* GOAL OF THE EXERCISE *
Work through the records that follow and return each line containing the word "with".

─── DATASET ENTRIES ───

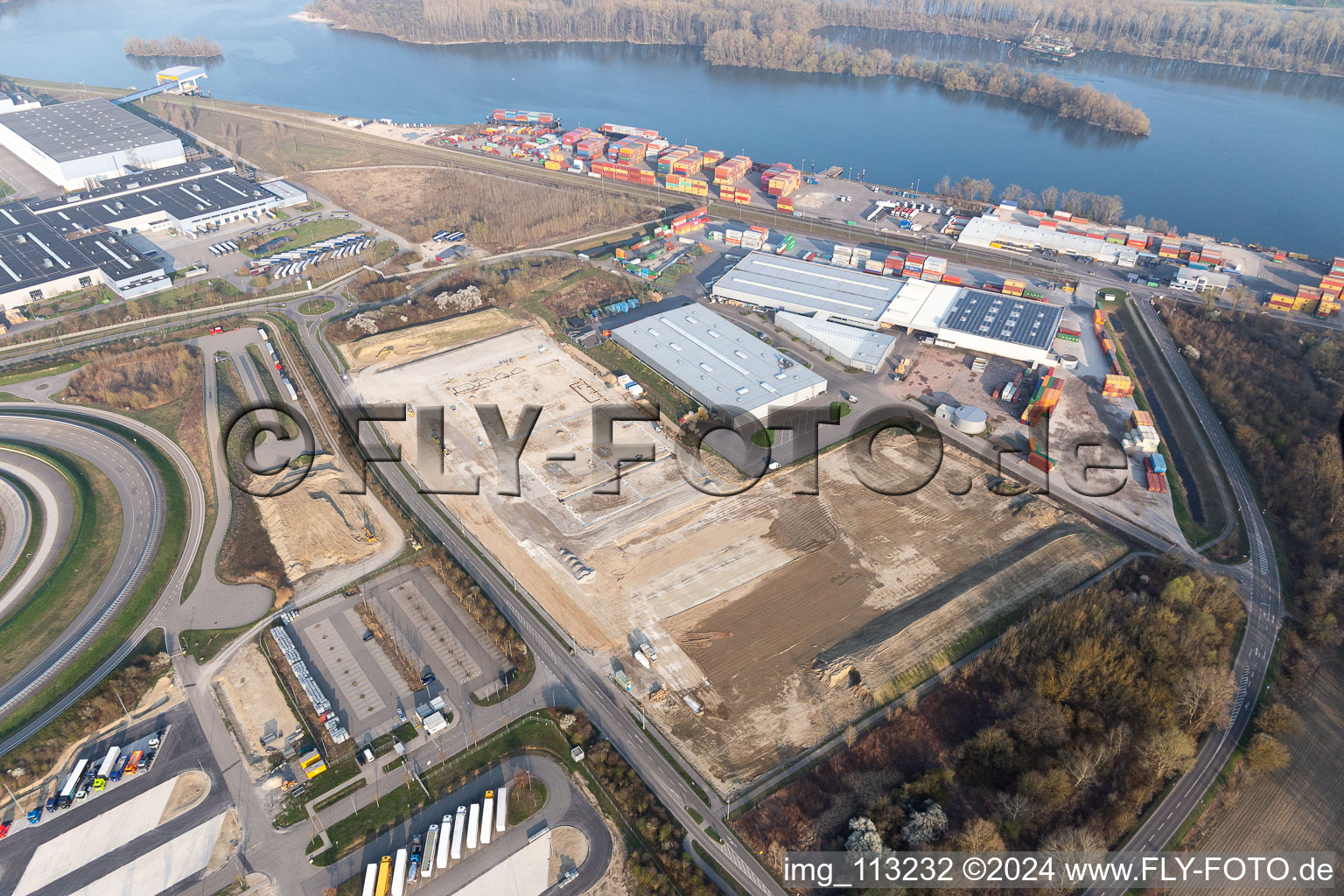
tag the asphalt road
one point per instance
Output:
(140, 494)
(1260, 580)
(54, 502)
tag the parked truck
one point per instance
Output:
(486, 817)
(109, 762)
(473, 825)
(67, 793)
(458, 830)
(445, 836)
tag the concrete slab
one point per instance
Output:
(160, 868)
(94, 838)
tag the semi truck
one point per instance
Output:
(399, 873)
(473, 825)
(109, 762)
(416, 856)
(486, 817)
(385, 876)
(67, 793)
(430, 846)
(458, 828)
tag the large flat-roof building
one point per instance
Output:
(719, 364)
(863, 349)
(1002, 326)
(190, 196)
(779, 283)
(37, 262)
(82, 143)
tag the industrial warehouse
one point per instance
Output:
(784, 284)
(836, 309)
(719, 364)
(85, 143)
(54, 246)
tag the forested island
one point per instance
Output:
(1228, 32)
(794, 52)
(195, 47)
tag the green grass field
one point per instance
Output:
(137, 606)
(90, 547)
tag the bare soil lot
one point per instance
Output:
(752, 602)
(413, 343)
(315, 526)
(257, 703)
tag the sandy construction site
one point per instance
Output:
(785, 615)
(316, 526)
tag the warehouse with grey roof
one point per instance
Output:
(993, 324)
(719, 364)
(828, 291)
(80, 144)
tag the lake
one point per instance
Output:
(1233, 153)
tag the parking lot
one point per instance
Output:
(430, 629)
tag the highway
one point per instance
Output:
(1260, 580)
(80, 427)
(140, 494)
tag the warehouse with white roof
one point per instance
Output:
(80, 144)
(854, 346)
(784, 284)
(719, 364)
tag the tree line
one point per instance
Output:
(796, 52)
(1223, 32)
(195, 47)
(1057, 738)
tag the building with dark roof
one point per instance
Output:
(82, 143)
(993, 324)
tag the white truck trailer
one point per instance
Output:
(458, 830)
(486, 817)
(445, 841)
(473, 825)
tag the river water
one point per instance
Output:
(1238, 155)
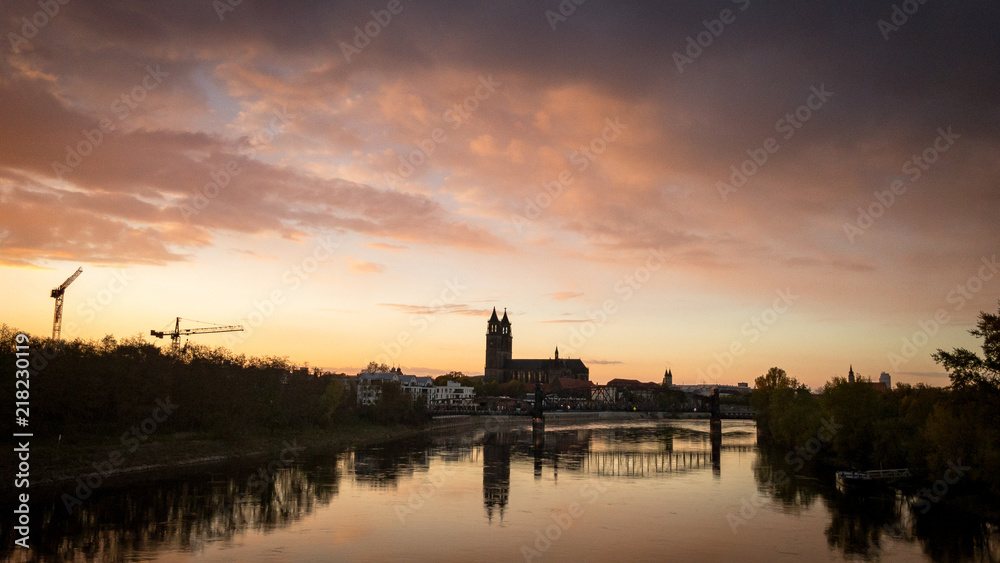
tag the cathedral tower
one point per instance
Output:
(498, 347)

───

* RESULT FOR THIS EXERCISE *
tag the warehouse with grey roof
tag the warehouse with white roof
tag the building with dark roof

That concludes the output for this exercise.